**WORK TO COMPLETE**
Rewrite the hypothesis testing notes, starting with "What is the most" and going on through "approximately the same.", substituting "quantitative" for each occurrence of "continuous".

**SOURCE PASSAGE**
Summarise how to go about hypothesis testing.
1) . Start by specifying the study hypothesis and the null hypothesis (which is usually that there is no difference between the groups).
2) . We assume the null hypothesis is true. That there is no difference between our two groups.
3) . We calculate the chance that we would get the difference that we observed if the null hypothesis were true. This chance is called the p value.
4) . We then accept or reject the null hypothesis on the basis of the size of the p value. If the p value is small, we reject the null hypothesis. If the p value is big, we accept the null hypothesis.
How do we choose what hypothesis test to use in order to obtain the p value?
We use a different test depending on the design of the study (unpaired or paired) and on what sort of outcome variable we are dealing with, continuous or categorical, whether it is normally distributed or not. Each test may have some additional assumptions associated with it, and you should always check to make sure these are valid before carrying out and reporting the test.
What is the most important question to answer when deciding how to analyse continuous variables?
One of the most important questions to answer when deciding how to analyse continuous variables is whether they are following a normal distribution or not, so this should be the first thing you look at. You need to assess the histogram and summary statistics.
What is another name for the Student t-test?
The independent samples t-test.
What is the independent sample t-test used for?
The independent sample t-test (or student t-test) is used when we want to compare two groups and the outcome variable is a continuous normally distributed variable, such as birth weight. The standard t-test also assumes that the variation (scatter) in the two groups is approximately the same.

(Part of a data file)
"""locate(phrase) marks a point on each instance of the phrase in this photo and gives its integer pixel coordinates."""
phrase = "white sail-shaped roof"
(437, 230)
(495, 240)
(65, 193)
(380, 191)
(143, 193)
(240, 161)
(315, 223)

**SOLUTION TO THIS TASK**
What is the most important question to answer when deciding how to analyse quantitative variables?
One of the most important questions to answer when deciding how to analyse quantitative variables is whether they are following a normal distribution or not, so this should be the first thing you look at. You need to assess the histogram and summary statistics.
What is another name for the Student t-test?
The independent samples t-test.
What is the independent sample t-test used for?
The independent sample t-test (or student t-test) is used when we want to compare two groups and the outcome variable is a quantitative normally distributed variable, such as birth weight. The standard t-test also assumes that the variation (scatter) in the two groups is approximately the same.